Excerpt to read

▼▼▼

Problem Description

You are given a perfect binary tree where all leaves are at the same level and every parent node has exactly two children. Each node in the tree has the following structure:

struct Node {
  int val;
  Node *left;
  Node *right;
  Node *next;
}

Your task is to populate each next pointer to point to its next right node on the same level. If there is no next right node (i.e., the node is the rightmost node on that level), the next pointer should be set to NULL.

Initially, all next pointers are set to NULL.

For example, if you have a perfect binary tree:

        1
       / \
      2   3
     / \ / \
    4  5 6  7

After connecting the next pointers, it should look like:

        1 -> NULL
       / \
      2->3 -> NULL
     / \ / \
    4->5->6->7 -> NULL

The connections are made horizontally across each level, linking nodes from left to right. The rightmost node at each level points to NULL.

▲▲▲

Source excerpt
▼▼▼

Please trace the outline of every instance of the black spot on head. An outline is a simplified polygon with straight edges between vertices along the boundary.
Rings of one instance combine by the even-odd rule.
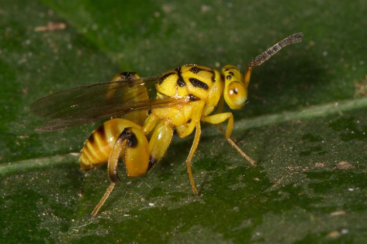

▲▲▲

Problem to solve
Using the problem description on perfect binary trees, explain in one to three sentences why node 3 in the example ends with its next pointer set to NULL.

Complete output
Node 3 is the rightmost node on its level, so it has no next right node. The description specifies that any node without a next right node must have its next pointer set to NULL.